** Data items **
....................

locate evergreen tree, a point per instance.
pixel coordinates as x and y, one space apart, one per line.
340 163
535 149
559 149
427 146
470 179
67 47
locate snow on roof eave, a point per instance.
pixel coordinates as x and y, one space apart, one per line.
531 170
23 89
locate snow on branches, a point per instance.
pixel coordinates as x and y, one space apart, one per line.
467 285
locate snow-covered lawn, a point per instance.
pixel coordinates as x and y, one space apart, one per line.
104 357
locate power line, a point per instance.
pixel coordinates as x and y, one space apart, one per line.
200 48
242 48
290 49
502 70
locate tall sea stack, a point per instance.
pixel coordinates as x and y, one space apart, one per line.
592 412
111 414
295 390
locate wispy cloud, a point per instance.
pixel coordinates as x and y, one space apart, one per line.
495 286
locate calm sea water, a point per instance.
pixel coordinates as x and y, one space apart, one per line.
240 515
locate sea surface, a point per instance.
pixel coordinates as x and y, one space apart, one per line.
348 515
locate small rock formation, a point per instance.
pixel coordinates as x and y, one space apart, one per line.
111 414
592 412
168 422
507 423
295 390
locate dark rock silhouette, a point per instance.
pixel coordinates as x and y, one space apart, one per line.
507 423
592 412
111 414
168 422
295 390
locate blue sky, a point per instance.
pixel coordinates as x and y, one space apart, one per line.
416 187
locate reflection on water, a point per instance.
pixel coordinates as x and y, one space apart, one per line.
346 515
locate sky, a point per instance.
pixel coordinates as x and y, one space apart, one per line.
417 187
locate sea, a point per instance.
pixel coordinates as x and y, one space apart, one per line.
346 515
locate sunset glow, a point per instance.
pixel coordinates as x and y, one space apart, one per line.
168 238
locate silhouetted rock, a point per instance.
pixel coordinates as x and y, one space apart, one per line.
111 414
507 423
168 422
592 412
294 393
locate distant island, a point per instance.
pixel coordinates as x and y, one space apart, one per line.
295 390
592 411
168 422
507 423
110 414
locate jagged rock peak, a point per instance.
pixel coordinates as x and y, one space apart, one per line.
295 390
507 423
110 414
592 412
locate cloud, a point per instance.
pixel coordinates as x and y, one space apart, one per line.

....................

** WRITTEN REQUEST **
Please convert the part of the entries that opens with the line containing "locate distant island, a point per instance." and runs through the end of the entries into a JSON list of strings, one string per line, leaving out blank lines.

** THE REPLY **
[
  "locate distant island, a point per instance.",
  "pixel coordinates as x and y, one space apart, one per line.",
  "295 390",
  "592 411",
  "168 422",
  "507 423",
  "110 414",
  "locate jagged rock peak, a point per instance.",
  "pixel coordinates as x and y, one space apart, one per line.",
  "295 390",
  "507 423",
  "110 414",
  "592 412",
  "locate cloud, a point per instance.",
  "pixel coordinates as x and y, one space apart, one per line."
]